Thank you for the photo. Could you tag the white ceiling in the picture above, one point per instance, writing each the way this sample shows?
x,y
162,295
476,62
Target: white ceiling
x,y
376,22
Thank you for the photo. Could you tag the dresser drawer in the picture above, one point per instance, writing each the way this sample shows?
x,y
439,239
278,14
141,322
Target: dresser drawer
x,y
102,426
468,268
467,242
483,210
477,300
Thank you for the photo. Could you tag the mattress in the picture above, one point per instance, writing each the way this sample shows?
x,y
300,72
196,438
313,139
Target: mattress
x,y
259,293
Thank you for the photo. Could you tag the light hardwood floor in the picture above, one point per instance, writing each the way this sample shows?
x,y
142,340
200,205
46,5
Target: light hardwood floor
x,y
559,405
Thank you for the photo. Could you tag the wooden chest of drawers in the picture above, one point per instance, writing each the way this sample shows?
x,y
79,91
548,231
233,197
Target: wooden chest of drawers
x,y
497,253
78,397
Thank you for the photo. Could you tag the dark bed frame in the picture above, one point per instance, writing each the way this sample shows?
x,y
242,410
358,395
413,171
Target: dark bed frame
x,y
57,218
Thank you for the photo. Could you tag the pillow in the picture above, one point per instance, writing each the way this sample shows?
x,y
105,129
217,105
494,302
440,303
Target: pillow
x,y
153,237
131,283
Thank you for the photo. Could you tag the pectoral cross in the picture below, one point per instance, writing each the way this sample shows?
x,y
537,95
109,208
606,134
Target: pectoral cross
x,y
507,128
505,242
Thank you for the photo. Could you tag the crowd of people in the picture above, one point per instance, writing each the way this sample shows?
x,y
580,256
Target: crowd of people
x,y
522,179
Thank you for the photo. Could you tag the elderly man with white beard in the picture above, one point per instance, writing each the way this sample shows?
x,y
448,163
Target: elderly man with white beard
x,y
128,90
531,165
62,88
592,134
══════════
PROBLEM:
Could you write out all the records exactly, please?

EXERCISE SOLUTION:
Thank you for the photo. Could you tag the white ceiling in the picture above, one point per instance, writing each the way this sample shows?
x,y
162,295
476,62
Target: white ceiling
x,y
376,22
Thank you for the photo. Could you tag the dresser drawer in the picture above, one point per instance, writing each the way this sample shows?
x,y
439,239
278,14
141,322
Target: dresser drawer
x,y
102,426
468,268
467,242
483,210
477,300
Thank you for the photo. Could you tag the mattress in the picture above, one point per instance, writing each the way this sample shows?
x,y
300,72
196,438
313,139
Target: mattress
x,y
259,293
Thank you for the photo. Could you tag the light hardwood floor in the picture above, one point per instance, writing each the way this sample shows?
x,y
142,340
200,205
46,5
Target: light hardwood floor
x,y
559,405
Thank you for the photo. Could you tag the wooden chest of drawers in the picture above, one point per instance, writing each the way this sample shows?
x,y
79,91
548,231
233,197
Target: wooden chest of drawers
x,y
497,253
78,397
Thank you for the photo. Could you tag the dark bed frame in the picture above, one point per instance, writing each the way this sample shows?
x,y
242,410
358,395
413,171
Target: dark bed frame
x,y
57,218
Thank you for the photo. Could you tag the pillow in the picture above, one point per instance, writing each the way this sample shows?
x,y
105,129
217,105
494,302
440,303
Target: pillow
x,y
153,237
131,283
Thank you for the photo. Could you tag the pectoral cross in the picture below, one point per instance, writing each the way this sample shows?
x,y
537,95
109,208
606,134
Target: pectoral cross
x,y
507,128
505,242
Thank you for the photo. Could you tag the crowd of people in the picture above, one point per instance, writing each the way this sample shows?
x,y
580,256
Target: crowd of people
x,y
522,179
Thank you for the photo. Could you tag the elderly man with white beard in the picture above, one point per instance, writing each the way this sample shows?
x,y
448,163
Target: elderly man with white beard
x,y
128,90
531,165
62,88
592,134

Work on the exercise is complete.